++++ Fragmento del documento

Pensar que otra Centroamérica es posible parece utópico; sin embargo, de la historia reciente podemos aprender que aún hay esperanza. En la década de los ochenta hubo una crisis mucho más compleja: guerras civiles, desplazamiento de poblaciones enteras, masacres perpetradas por el Estado y, cuando menos, 100.000 vidas perdidas producto de los conflictos armados en plena Guerra Fría, cuando las superpotencias se disputaban la hegemonía mundial en nuestro pequeño territorio.
A pesar de tan sangriento escenario, fue posible alcanzar una salida para la región. El proceso cristalizado en la firma de los Acuerdos de Esquipulas y los sucesivos acuerdos de paz en Nicaragua, El Salvador y Guatemala son un ejemplo cuyos aprendizajes deberíamos retomar. Diálogo político regional del más alto nivel, pese a las diferencias ideológicas, respaldo político y financiero de la comunidad internacional, mecanismos de verificación claramente establecidos y un abordaje de las causas estructurales que originan los conflictos son algunos de ellos.

++++++++
++++ Material proporcionado

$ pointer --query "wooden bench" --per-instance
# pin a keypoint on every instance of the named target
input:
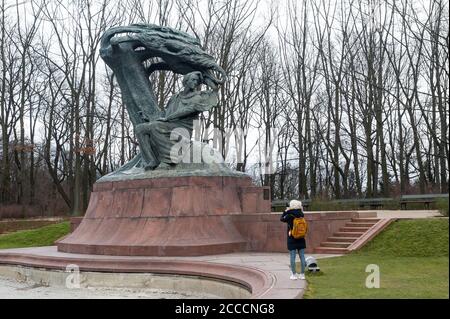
(281, 204)
(373, 202)
(425, 199)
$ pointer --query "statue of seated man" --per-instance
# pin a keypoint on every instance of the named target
(182, 109)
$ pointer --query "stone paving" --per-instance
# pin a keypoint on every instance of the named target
(275, 265)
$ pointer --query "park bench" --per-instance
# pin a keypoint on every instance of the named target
(425, 199)
(281, 204)
(373, 203)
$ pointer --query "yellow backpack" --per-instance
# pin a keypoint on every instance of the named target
(300, 228)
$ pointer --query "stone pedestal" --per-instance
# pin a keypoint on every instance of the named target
(171, 216)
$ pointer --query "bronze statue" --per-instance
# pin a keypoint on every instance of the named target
(127, 51)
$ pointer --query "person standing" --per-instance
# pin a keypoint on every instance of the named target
(296, 243)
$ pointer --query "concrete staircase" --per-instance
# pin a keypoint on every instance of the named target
(353, 235)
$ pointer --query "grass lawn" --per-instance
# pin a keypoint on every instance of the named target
(413, 260)
(44, 236)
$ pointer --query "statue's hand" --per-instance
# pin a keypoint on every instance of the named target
(144, 116)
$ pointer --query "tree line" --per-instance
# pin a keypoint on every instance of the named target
(350, 98)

++++++++

## Ejercicios
#1 Responde con base en el texto sobre Centroamérica:
(a) ¿En qué década hubo una crisis mucho más compleja en la región?
(b) ¿Cuántas vidas se perdieron, cuando menos, en los conflictos armados?
(c) ¿En qué países se firmaron los sucesivos acuerdos de paz?
#2 Enumera todos los aprendizajes del proceso de paz que menciona el texto sobre Centroamérica.
#3 Transcribe sin cambios la parte del texto sobre Centroamérica que comienza con las palabras que contienen "Pensar que otra" y termina con "nuestro pequeño territorio.".
El listado no hace falta para resolver nada.

## Respuestas en orden
#1
(a) En la década de los ochenta.
(b) Cuando menos, 100.000 vidas.
(c) En Nicaragua, El Salvador y Guatemala.

#2
- Diálogo político regional del más alto nivel, pese a las diferencias ideológicas
- Respaldo político y financiero de la comunidad internacional
- Mecanismos de verificación claramente establecidos
- Un abordaje de las causas estructurales que originan los conflictos

#3
Pensar que otra Centroamérica es posible parece utópico; sin embargo, de la historia reciente podemos aprender que aún hay esperanza. En la década de los ochenta hubo una crisis mucho más compleja: guerras civiles, desplazamiento de poblaciones enteras, masacres perpetradas por el Estado y, cuando menos, 100.000 vidas perdidas producto de los conflictos armados en plena Guerra Fría, cuando las superpotencias se disputaban la hegemonía mundial en nuestro pequeño territorio.